_What to do_
Write out the records word for word, with no pictures.

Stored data
########
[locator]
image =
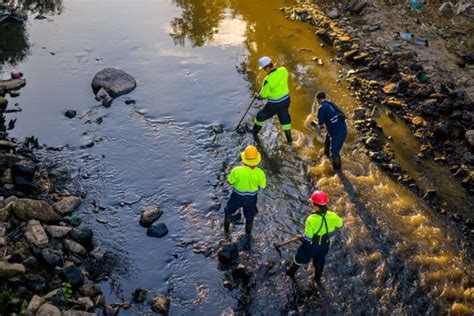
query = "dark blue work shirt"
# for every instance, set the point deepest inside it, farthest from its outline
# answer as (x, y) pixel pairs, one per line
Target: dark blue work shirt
(330, 115)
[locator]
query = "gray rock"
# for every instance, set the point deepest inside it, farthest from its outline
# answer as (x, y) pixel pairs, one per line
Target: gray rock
(52, 258)
(161, 304)
(446, 9)
(75, 247)
(34, 305)
(67, 205)
(36, 234)
(26, 209)
(149, 216)
(470, 137)
(57, 231)
(115, 81)
(158, 231)
(73, 275)
(70, 113)
(11, 270)
(82, 235)
(48, 310)
(228, 253)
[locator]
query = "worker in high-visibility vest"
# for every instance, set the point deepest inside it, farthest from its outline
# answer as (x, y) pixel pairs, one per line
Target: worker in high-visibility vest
(315, 241)
(275, 90)
(246, 180)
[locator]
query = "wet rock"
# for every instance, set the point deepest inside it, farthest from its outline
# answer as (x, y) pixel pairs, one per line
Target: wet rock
(48, 310)
(82, 235)
(73, 276)
(36, 234)
(139, 295)
(90, 290)
(158, 231)
(86, 303)
(67, 205)
(446, 9)
(57, 231)
(470, 137)
(11, 270)
(75, 248)
(115, 81)
(442, 130)
(52, 258)
(3, 104)
(149, 216)
(228, 253)
(34, 305)
(26, 209)
(35, 282)
(70, 114)
(161, 304)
########
_Task response_
[locator]
image =
query = "dark blue work shirt"
# for every instance, set the point deepest inside it, farthest from its outline
# answer as (x, y) pixel pairs, one per line
Target: dark blue work shirt
(330, 115)
[locator]
query = "gray rock"
# for every instance, set the point deepest inside it, farthest from its outline
# answer as (x, y) pixel pairs, one per line
Target: gray rock
(52, 258)
(161, 304)
(446, 9)
(75, 247)
(34, 305)
(67, 205)
(36, 234)
(26, 209)
(149, 216)
(470, 137)
(57, 231)
(115, 81)
(158, 231)
(73, 275)
(70, 113)
(11, 270)
(82, 235)
(48, 310)
(228, 253)
[locator]
query = "worker in high-visibility vest"
# for every instance, set the point deepest inside it, farthest from its outline
# answer as (x, y) pixel pairs, one per line
Target: worker in high-visibility vest
(315, 241)
(275, 90)
(246, 180)
[locator]
query = "wet rock"
# for every instance, set the point deepest inside it, farthest from its outline
# answer as (x, y) pixel pairs, one per line
Target: wet rock
(48, 310)
(82, 235)
(73, 276)
(36, 234)
(139, 295)
(90, 290)
(158, 231)
(86, 303)
(67, 205)
(446, 9)
(57, 231)
(470, 137)
(11, 270)
(75, 248)
(115, 81)
(442, 130)
(52, 258)
(3, 104)
(149, 216)
(228, 253)
(34, 305)
(26, 209)
(35, 282)
(70, 114)
(161, 304)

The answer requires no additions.